Block 20 is an isolated and unconnected observation block on the summit of the Hochwald with a VP cloche and a GFM cloche.
The generating plant was split into two units: the west generating plant comprised four Sulzer engines of 240 hp each, and the east four Sulzer engines of 165 hp each.
A series of detached casemates and infantry shelters are in the vicinity of Hochwald, includingAbri de Walkmühl: Subsurface abri-caverne for two infantry sections, with two GFM cloches.
Abri de Birlenbach: Sub-surface abri-caverne for two infantry sections with two GFM cloches.
Casemate de Drachenbronn Nord: SIngle block with one JM/AC37 embrasure, one twin machine gun embrasure and a GFM cloche.
Casemate de Drachenbronn Sud: SIngle block with one JM/AC37 embrasure, one twin machine gun embrasure and a GFM cloche. Drachenbronn Nord and Sud are linked by an underground gallery.

WORK REQUIRED
Please write out the whole passage on the Hochwald fortifications word for word.

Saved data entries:
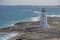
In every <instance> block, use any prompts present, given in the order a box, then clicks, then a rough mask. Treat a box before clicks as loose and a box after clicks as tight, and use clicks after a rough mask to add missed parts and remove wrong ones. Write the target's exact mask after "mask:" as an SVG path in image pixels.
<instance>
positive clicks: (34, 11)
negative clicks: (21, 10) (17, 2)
mask: <svg viewBox="0 0 60 40" xmlns="http://www.w3.org/2000/svg"><path fill="white" fill-rule="evenodd" d="M33 13H41V12H40V11H34V12H33Z"/></svg>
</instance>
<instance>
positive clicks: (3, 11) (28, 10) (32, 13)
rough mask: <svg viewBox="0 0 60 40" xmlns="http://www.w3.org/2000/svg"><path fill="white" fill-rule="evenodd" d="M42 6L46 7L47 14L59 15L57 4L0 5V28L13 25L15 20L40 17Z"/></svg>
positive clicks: (30, 20) (23, 19)
mask: <svg viewBox="0 0 60 40" xmlns="http://www.w3.org/2000/svg"><path fill="white" fill-rule="evenodd" d="M42 8H46V11H47V12H46V13H47V15H50V16H53V15H54V16H58V15H59V16H60V7H58V6H27V5H15V6H13V5H0V28H3V27H8V26H13V25H14V24H15V23H17V22H25V21H27V20H30V19H31V20H33V21H34V19H35V18H36V17H40V15H41V10H42ZM31 20H30V21H31ZM35 20H37V19H35Z"/></svg>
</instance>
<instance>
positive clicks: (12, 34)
mask: <svg viewBox="0 0 60 40" xmlns="http://www.w3.org/2000/svg"><path fill="white" fill-rule="evenodd" d="M18 35H19V34H18V33H9V34H8V35H7V36H6V37H4V38H2V40H8V39H10V38H13V37H15V36H18Z"/></svg>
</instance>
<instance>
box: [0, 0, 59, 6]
mask: <svg viewBox="0 0 60 40" xmlns="http://www.w3.org/2000/svg"><path fill="white" fill-rule="evenodd" d="M0 5H42V6H46V5H48V6H56V5H60V0H0Z"/></svg>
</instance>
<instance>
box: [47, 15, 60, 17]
mask: <svg viewBox="0 0 60 40" xmlns="http://www.w3.org/2000/svg"><path fill="white" fill-rule="evenodd" d="M47 17H60V15H47Z"/></svg>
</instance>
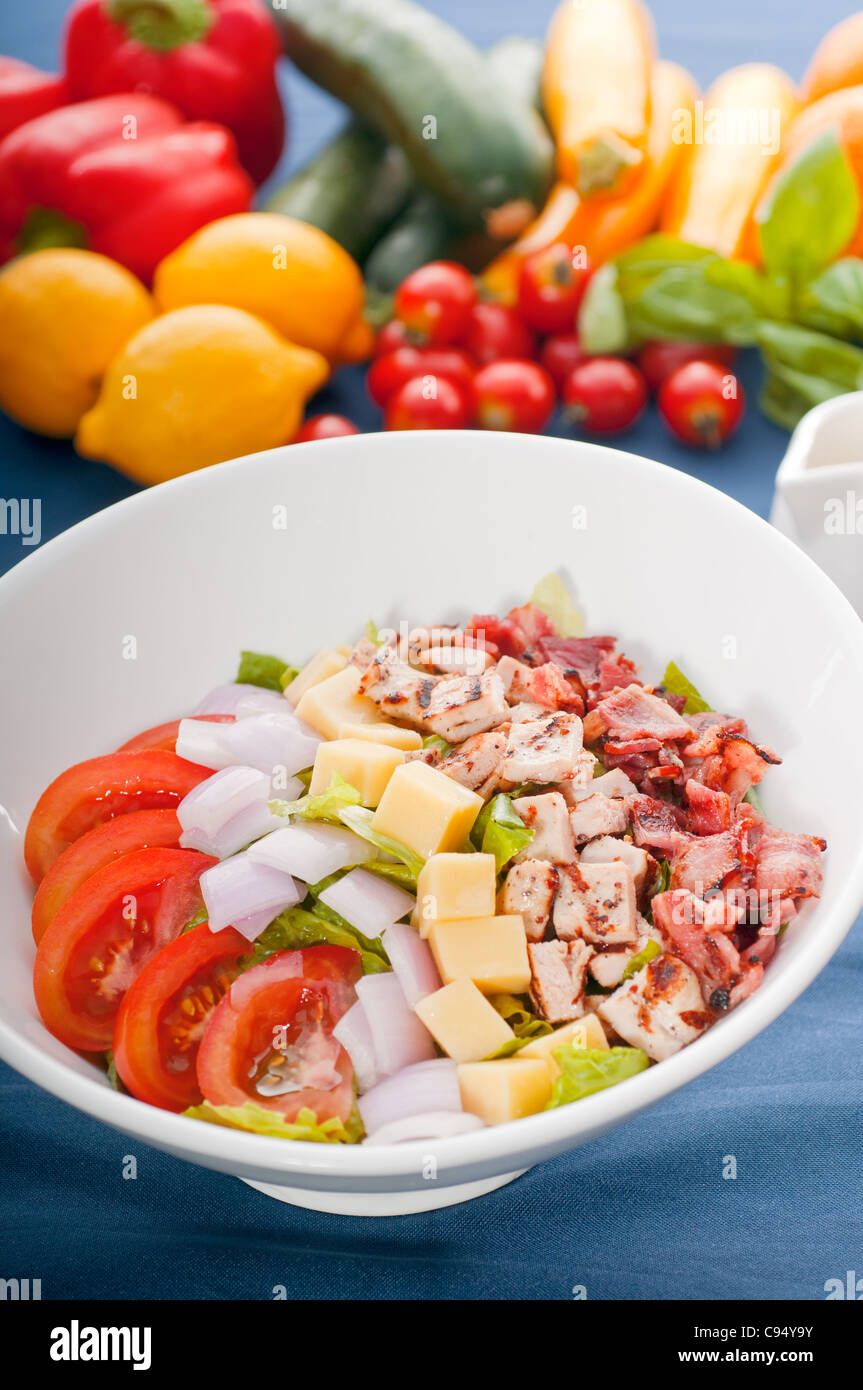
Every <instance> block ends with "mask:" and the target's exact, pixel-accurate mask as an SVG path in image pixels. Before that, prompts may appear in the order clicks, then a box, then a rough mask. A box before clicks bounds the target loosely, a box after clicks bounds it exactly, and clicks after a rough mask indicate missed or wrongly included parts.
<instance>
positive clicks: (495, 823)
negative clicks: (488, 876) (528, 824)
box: [471, 791, 534, 873]
mask: <svg viewBox="0 0 863 1390" xmlns="http://www.w3.org/2000/svg"><path fill="white" fill-rule="evenodd" d="M532 838H534V831H532V830H529V828H528V826H525V823H524V821H523V819H521V816H520V815H518V812H517V810H516V808H514V806H513V801H511V798H510V795H509V794H507V792H504V791H502V792H499V794H498V795H496V796H492V799H491V801H489V802H488V803H486V805H485V806H484V808H482V810H481V812H479V815H478V816H477V820H475V821H474V828H472V830H471V841H472V844H474V847H475V848H477V849H479V851H481V852H482V853H484V855H493V856H495V867H496V872H498V873H500V870H502V869H503V867H504V865H507V863H509V862H510V859H511V858H513V856H514V855H517V853H518V851H520V849H524V848H525V845H529V842H531V840H532Z"/></svg>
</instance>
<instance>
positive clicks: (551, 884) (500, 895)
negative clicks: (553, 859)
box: [498, 859, 557, 941]
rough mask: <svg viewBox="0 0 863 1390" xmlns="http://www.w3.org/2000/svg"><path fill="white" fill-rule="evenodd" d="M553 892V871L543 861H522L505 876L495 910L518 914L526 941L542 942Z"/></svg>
mask: <svg viewBox="0 0 863 1390" xmlns="http://www.w3.org/2000/svg"><path fill="white" fill-rule="evenodd" d="M556 892H557V870H556V869H554V867H553V866H552V865H550V863H548V860H545V859H523V860H521V863H517V865H513V867H511V869H510V872H509V873H507V876H506V881H504V884H503V888H502V890H500V895H499V902H498V910H499V912H500V913H502V915H509V913H521V920H523V923H524V930H525V933H527V938H528V941H542V938H543V935H545V931H546V927H548V924H549V919H550V916H552V902H553V901H554V894H556Z"/></svg>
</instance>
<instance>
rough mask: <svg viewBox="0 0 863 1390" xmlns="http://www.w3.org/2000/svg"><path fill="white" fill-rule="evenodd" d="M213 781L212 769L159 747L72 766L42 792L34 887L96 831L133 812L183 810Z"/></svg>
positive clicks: (93, 759)
mask: <svg viewBox="0 0 863 1390" xmlns="http://www.w3.org/2000/svg"><path fill="white" fill-rule="evenodd" d="M211 776H213V769H211V767H199V765H197V763H189V762H186V759H185V758H178V756H176V753H168V752H164V751H163V749H156V748H147V749H143V751H142V752H135V753H107V755H106V756H104V758H89V759H88V760H86V762H83V763H75V766H74V767H68V769H67V770H65V771H64V773H61V774H60V777H56V778H54V781H53V783H51V785H50V787H49V788H47V790H46V791H43V792H42V796H40V798H39V801H38V802H36V808H35V810H33V813H32V816H31V819H29V823H28V827H26V834H25V837H24V859H25V863H26V867H28V869H29V873H31V877H32V880H33V883H40V880H42V878H43V877H44V874H46V873H47V870H49V869H50V867H51V865H53V863H54V859H57V858H58V855H61V853H63V851H64V849H67V848H68V845H71V844H72V841H75V840H78V838H79V835H85V834H86V833H88V830H92V828H93V826H101V824H103V821H106V820H113V819H114V816H122V815H124V813H125V812H129V810H156V809H157V808H160V806H179V803H181V801H182V799H183V796H188V794H189V792H190V791H192V788H193V787H197V784H199V783H202V781H203V780H204V778H206V777H211Z"/></svg>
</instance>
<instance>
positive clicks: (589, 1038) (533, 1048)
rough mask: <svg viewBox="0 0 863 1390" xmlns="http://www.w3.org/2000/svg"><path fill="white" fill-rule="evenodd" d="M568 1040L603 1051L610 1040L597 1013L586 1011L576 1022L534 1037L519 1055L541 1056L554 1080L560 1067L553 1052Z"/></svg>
mask: <svg viewBox="0 0 863 1390" xmlns="http://www.w3.org/2000/svg"><path fill="white" fill-rule="evenodd" d="M566 1042H574V1044H575V1047H585V1048H600V1049H602V1051H607V1048H609V1040H607V1038H606V1036H605V1031H603V1027H602V1023H600V1022H599V1019H598V1017H596V1015H595V1013H585V1016H584V1019H575V1022H574V1023H564V1026H563V1027H561V1029H554V1031H553V1033H546V1034H545V1037H541V1038H534V1041H532V1042H528V1045H527V1047H523V1048H521V1049H520V1052H518V1056H528V1058H531V1056H538V1058H541V1059H542V1061H543V1062H545V1063H546V1066H548V1068H549V1072H550V1076H552V1080H554V1077H556V1076H557V1074H559V1072H560V1068H559V1066H557V1062H556V1061H554V1058H553V1055H552V1054H553V1051H554V1048H556V1047H563V1045H564V1044H566Z"/></svg>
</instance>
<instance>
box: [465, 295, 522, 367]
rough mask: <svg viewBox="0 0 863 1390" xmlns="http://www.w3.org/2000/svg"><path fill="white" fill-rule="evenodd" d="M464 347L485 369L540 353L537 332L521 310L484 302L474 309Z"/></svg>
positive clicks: (468, 329) (488, 302)
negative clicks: (493, 366)
mask: <svg viewBox="0 0 863 1390" xmlns="http://www.w3.org/2000/svg"><path fill="white" fill-rule="evenodd" d="M464 346H466V349H467V352H468V353H470V354H471V357H474V360H475V361H478V363H479V366H481V367H485V364H486V363H489V361H499V360H500V359H502V357H535V354H536V338H535V335H534V331H532V328H529V325H528V324H525V321H524V318H523V317H521V314H520V313H518V310H516V309H510V307H509V306H507V304H496V303H493V302H492V300H482V299H481V300H478V302H477V303H475V304H474V307H472V310H471V317H470V322H468V325H467V332H466V335H464Z"/></svg>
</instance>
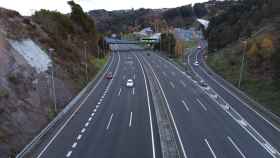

ANSWER AREA
Block 20 is an isolated and unconnected observation block on the summit of the Hochwald with a VP cloche and a GFM cloche.
The generating plant was split into two units: the west generating plant comprised four Sulzer engines of 240 hp each, and the east four Sulzer engines of 165 hp each.
A series of detached casemates and infantry shelters are in the vicinity of Hochwald, includingAbri de Walkmühl: Subsurface abri-caverne for two infantry sections, with two GFM cloches.
Abri de Birlenbach: Sub-surface abri-caverne for two infantry sections with two GFM cloches.
Casemate de Drachenbronn Nord: SIngle block with one JM/AC37 embrasure, one twin machine gun embrasure and a GFM cloche.
Casemate de Drachenbronn Sud: SIngle block with one JM/AC37 embrasure, one twin machine gun embrasure and a GFM cloche. Drachenbronn Nord and Sud are linked by an underground gallery.